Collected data

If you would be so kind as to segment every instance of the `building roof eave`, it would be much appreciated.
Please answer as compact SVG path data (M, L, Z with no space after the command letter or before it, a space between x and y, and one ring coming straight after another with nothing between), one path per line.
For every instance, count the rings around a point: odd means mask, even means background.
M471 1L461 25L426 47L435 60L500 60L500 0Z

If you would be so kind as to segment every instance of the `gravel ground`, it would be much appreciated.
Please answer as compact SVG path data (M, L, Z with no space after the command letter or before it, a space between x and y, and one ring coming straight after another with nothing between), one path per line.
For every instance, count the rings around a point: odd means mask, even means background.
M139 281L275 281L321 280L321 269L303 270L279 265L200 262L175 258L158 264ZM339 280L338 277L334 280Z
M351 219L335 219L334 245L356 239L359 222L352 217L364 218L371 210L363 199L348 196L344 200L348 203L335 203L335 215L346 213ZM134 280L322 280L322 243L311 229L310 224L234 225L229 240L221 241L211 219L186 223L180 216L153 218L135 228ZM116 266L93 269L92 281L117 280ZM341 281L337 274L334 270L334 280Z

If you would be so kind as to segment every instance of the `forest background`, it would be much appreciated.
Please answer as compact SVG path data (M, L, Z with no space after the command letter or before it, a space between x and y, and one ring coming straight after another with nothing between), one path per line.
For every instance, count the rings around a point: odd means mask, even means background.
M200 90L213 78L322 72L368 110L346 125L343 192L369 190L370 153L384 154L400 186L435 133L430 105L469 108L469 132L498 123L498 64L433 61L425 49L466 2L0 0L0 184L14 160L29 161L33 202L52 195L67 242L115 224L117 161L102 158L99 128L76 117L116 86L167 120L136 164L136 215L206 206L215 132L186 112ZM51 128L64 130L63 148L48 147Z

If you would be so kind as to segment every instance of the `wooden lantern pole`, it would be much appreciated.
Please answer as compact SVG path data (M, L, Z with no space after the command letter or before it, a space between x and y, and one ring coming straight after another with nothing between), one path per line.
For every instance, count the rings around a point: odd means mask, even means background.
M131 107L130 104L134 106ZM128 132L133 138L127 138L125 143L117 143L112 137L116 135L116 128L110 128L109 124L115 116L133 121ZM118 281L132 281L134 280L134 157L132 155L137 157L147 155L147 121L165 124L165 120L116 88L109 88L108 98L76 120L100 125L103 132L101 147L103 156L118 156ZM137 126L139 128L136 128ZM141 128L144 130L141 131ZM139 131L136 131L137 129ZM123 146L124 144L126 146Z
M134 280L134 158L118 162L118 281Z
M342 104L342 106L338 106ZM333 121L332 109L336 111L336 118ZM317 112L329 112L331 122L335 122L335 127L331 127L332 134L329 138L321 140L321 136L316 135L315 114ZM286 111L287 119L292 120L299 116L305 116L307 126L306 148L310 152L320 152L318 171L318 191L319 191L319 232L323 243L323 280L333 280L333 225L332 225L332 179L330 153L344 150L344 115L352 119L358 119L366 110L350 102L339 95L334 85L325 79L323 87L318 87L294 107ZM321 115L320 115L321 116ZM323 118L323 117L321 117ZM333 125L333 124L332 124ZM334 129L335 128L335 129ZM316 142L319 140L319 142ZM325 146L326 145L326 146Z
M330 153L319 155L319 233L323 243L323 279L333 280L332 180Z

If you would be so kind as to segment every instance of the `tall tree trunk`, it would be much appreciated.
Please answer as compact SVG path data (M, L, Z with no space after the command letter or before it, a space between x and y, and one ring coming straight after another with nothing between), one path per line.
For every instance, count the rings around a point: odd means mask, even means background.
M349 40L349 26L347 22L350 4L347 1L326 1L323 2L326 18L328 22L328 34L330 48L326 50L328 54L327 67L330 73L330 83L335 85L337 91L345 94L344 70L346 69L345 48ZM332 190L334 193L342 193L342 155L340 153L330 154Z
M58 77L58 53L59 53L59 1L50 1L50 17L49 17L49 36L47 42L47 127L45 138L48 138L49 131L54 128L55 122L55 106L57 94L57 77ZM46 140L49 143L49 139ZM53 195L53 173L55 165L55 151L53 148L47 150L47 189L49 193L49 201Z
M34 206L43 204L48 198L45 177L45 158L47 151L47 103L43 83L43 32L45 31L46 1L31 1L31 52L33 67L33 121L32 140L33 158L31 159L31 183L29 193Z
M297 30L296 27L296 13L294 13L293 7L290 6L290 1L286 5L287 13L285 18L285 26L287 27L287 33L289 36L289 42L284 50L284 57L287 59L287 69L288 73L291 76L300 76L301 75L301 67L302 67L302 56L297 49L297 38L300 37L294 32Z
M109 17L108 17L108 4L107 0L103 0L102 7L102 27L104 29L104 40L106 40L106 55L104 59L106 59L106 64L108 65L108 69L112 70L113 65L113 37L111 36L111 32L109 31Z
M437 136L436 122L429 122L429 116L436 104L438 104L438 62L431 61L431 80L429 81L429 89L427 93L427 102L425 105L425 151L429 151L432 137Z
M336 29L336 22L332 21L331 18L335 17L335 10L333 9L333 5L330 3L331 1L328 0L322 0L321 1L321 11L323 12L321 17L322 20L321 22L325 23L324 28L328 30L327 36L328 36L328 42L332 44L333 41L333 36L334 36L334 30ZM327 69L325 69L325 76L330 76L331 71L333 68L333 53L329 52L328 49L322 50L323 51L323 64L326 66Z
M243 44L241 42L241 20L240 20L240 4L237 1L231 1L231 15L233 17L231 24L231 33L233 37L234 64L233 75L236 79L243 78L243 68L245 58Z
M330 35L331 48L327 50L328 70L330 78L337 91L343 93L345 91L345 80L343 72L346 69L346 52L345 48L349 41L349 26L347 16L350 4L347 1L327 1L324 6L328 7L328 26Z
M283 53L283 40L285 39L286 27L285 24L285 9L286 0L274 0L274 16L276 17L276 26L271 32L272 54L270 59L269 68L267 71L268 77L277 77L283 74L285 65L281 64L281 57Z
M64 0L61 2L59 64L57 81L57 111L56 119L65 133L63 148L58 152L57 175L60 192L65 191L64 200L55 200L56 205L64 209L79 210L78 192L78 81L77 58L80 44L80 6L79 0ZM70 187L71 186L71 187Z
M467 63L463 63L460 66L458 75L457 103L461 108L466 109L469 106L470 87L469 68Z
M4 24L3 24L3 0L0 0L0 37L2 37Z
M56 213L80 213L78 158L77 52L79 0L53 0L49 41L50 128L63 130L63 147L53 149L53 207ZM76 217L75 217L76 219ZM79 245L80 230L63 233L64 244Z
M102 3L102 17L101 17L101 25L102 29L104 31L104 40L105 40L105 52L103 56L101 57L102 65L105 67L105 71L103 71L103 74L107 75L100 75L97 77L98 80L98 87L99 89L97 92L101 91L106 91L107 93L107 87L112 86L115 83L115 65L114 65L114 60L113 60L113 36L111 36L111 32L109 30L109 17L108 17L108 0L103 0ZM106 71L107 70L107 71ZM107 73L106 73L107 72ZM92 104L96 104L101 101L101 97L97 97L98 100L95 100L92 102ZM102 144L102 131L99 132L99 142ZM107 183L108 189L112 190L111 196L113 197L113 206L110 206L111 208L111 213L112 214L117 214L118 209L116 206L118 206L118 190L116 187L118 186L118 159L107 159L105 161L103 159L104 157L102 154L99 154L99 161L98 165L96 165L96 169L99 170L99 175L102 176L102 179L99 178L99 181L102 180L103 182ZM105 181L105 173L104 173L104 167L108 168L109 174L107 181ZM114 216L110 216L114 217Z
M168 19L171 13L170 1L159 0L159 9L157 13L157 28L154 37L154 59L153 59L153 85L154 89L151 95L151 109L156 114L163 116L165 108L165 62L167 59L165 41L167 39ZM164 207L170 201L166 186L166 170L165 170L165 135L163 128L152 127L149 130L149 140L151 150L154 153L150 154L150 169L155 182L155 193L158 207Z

◆ **Exercise prompt**:
Among the lines above, please find those with "appreciated" and copy them.

◆ **Task response**:
If you would be so kind as to segment every instance of the `building roof eave`, it would be much appreciated.
If you would be so kind as to segment every instance of the `gravel ground`, it would be much appreciated.
If you would be so kind as to segment every instance of the `forest background`, it would be much appreciated.
If you would be so kind as to segment every instance of the `wooden lantern pole`, it would be much appreciated.
If you would be so kind as to segment every instance of the `tall tree trunk`, it would be much appreciated.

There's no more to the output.